[Location labeling records]
^^^^

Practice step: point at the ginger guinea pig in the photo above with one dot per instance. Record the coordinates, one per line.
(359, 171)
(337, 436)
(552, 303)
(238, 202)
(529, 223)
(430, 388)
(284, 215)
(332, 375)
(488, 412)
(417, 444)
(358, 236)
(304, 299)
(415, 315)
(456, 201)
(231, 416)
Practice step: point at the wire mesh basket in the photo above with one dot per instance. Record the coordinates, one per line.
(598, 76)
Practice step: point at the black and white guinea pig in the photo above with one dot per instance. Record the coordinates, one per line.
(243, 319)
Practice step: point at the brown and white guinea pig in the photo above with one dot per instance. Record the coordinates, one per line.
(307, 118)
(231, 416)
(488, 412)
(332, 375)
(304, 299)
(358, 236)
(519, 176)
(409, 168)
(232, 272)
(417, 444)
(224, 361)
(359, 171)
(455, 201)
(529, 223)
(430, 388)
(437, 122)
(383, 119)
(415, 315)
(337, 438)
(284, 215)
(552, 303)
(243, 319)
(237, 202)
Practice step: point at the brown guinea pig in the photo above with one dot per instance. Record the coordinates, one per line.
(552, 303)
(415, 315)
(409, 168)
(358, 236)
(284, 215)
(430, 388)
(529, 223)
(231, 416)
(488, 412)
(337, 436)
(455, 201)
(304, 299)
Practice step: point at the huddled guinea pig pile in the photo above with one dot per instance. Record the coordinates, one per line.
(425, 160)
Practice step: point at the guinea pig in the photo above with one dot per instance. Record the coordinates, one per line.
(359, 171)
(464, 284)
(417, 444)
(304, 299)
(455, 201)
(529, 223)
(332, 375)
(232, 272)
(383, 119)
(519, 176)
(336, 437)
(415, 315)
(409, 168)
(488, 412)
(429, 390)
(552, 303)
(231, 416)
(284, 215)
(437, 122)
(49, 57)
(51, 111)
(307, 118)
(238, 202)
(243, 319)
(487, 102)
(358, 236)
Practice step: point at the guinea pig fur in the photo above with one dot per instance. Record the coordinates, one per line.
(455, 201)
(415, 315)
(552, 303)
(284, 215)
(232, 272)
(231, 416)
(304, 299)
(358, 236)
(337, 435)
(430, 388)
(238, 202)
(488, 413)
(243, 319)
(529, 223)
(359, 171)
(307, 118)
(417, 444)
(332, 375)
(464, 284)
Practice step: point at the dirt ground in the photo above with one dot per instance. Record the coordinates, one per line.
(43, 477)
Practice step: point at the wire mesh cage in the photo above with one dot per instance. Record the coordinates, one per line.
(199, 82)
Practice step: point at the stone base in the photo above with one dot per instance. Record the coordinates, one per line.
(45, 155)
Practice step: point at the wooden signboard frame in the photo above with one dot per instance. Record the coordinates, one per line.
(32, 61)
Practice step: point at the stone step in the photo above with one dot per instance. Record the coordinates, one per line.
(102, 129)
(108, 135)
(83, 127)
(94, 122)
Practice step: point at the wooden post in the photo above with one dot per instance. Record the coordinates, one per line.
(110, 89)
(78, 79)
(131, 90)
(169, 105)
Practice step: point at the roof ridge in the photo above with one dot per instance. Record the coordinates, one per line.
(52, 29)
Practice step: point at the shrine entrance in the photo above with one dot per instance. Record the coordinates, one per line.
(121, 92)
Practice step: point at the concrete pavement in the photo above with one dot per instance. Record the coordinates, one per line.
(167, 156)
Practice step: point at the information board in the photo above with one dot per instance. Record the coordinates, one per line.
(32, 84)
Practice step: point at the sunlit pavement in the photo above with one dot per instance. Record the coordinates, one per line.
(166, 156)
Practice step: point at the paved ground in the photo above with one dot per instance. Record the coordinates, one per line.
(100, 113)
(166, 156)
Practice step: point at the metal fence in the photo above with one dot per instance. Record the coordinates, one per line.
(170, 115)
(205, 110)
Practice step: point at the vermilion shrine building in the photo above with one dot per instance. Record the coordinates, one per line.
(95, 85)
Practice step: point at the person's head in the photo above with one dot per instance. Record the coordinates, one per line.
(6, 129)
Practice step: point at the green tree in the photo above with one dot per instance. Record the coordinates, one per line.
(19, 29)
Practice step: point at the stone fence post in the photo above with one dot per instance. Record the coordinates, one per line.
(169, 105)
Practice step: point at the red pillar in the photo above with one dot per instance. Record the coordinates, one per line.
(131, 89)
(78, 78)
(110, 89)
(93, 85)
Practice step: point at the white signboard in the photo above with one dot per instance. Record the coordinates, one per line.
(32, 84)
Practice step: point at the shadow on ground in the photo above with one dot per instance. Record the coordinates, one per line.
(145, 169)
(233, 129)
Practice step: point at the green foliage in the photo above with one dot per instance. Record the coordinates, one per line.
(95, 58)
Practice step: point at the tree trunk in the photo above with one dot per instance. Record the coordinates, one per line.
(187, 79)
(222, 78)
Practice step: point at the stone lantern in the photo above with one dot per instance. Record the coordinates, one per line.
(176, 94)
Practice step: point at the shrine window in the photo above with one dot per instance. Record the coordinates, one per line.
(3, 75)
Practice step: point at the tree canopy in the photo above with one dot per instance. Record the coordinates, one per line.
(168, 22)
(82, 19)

^^^^

◆ TASK REQUIREMENTS: Please arrange the lines from the one containing "Practice step: point at the tree canopy" through the last line as a numbered list, leaving out any blank lines.

◆ ANSWER TO THE PROBLEM:
1. Practice step: point at the tree canopy in the photo above with one dot per instance. Record the coordinates, one per line.
2. (168, 22)
3. (82, 19)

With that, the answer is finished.